__What is asked__
Will you reproduce each of the records below, character for character, with nothing added or left out?

Start Data for processing

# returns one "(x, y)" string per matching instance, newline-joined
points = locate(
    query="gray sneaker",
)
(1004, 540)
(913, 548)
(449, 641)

End Data for processing

__Task result__
# returns one "(x, y)" string per matching instance, newline-joined
points = locate(
    query="gray sneaker",
)
(1004, 540)
(913, 548)
(449, 641)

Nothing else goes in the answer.